### Your instructions
Wherever a line in the data holds the word "snow", pull that line out.

### Records supplied
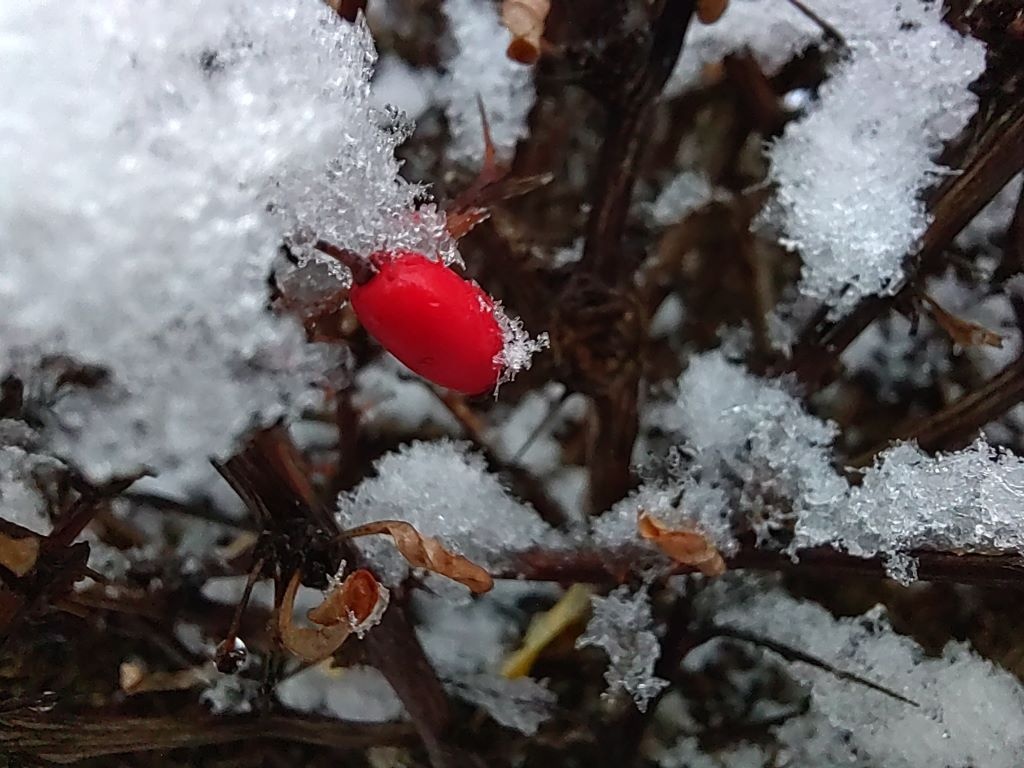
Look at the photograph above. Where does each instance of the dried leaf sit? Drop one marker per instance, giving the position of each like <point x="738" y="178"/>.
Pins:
<point x="135" y="679"/>
<point x="685" y="546"/>
<point x="547" y="627"/>
<point x="425" y="552"/>
<point x="964" y="333"/>
<point x="345" y="611"/>
<point x="18" y="555"/>
<point x="356" y="601"/>
<point x="710" y="11"/>
<point x="524" y="18"/>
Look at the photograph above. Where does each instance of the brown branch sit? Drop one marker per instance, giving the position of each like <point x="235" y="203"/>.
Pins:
<point x="524" y="482"/>
<point x="270" y="477"/>
<point x="630" y="113"/>
<point x="957" y="424"/>
<point x="610" y="567"/>
<point x="65" y="739"/>
<point x="998" y="158"/>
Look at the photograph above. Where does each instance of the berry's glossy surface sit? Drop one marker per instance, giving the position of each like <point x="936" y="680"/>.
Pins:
<point x="439" y="325"/>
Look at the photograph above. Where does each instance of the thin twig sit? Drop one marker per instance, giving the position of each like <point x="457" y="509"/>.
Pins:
<point x="795" y="654"/>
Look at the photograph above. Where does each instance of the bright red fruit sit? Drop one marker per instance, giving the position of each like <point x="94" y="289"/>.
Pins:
<point x="436" y="323"/>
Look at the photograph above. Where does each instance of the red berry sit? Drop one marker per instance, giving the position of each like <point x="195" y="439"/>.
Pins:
<point x="436" y="323"/>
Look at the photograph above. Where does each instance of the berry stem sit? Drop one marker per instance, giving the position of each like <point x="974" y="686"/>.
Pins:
<point x="360" y="267"/>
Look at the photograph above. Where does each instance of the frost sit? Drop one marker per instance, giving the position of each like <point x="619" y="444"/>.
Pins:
<point x="22" y="501"/>
<point x="357" y="693"/>
<point x="144" y="199"/>
<point x="751" y="457"/>
<point x="992" y="222"/>
<point x="444" y="491"/>
<point x="850" y="173"/>
<point x="521" y="704"/>
<point x="970" y="712"/>
<point x="754" y="442"/>
<point x="772" y="32"/>
<point x="517" y="354"/>
<point x="622" y="627"/>
<point x="396" y="84"/>
<point x="230" y="694"/>
<point x="477" y="68"/>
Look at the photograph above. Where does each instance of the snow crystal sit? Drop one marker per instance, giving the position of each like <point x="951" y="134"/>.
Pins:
<point x="151" y="173"/>
<point x="444" y="491"/>
<point x="850" y="173"/>
<point x="751" y="440"/>
<point x="622" y="626"/>
<point x="399" y="85"/>
<point x="22" y="501"/>
<point x="751" y="456"/>
<point x="968" y="500"/>
<point x="772" y="32"/>
<point x="357" y="693"/>
<point x="478" y="68"/>
<point x="970" y="712"/>
<point x="230" y="694"/>
<point x="518" y="350"/>
<point x="992" y="222"/>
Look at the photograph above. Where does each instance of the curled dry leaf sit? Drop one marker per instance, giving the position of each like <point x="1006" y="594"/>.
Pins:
<point x="359" y="601"/>
<point x="963" y="332"/>
<point x="710" y="11"/>
<point x="18" y="555"/>
<point x="351" y="607"/>
<point x="134" y="678"/>
<point x="685" y="546"/>
<point x="524" y="18"/>
<point x="425" y="552"/>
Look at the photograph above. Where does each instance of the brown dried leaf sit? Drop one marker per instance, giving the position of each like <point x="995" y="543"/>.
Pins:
<point x="524" y="18"/>
<point x="710" y="11"/>
<point x="685" y="546"/>
<point x="425" y="552"/>
<point x="354" y="601"/>
<point x="964" y="333"/>
<point x="345" y="610"/>
<point x="18" y="555"/>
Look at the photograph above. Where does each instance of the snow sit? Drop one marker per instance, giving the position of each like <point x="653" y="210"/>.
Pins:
<point x="445" y="492"/>
<point x="685" y="193"/>
<point x="750" y="456"/>
<point x="391" y="399"/>
<point x="968" y="500"/>
<point x="467" y="641"/>
<point x="357" y="693"/>
<point x="970" y="712"/>
<point x="772" y="32"/>
<point x="22" y="501"/>
<point x="521" y="704"/>
<point x="622" y="627"/>
<point x="152" y="172"/>
<point x="477" y="68"/>
<point x="850" y="173"/>
<point x="518" y="349"/>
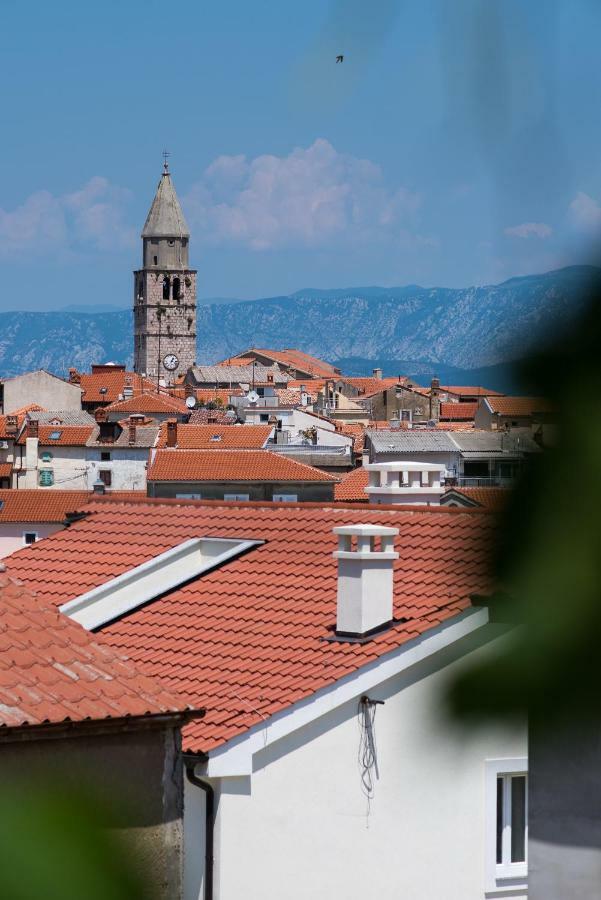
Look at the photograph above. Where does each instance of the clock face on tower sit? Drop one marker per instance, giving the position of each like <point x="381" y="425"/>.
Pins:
<point x="170" y="361"/>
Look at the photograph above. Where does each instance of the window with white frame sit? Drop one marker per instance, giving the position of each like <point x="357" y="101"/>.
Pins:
<point x="506" y="824"/>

### Final answer
Look at the photograph above. Where does each instance of the snow crystal sit? Drop one marker per instance, giving the position of each like <point x="951" y="134"/>.
Look at the photograph above. Where does each instance of the snow sit? Drop one marker per instance, giving the position of each like <point x="653" y="210"/>.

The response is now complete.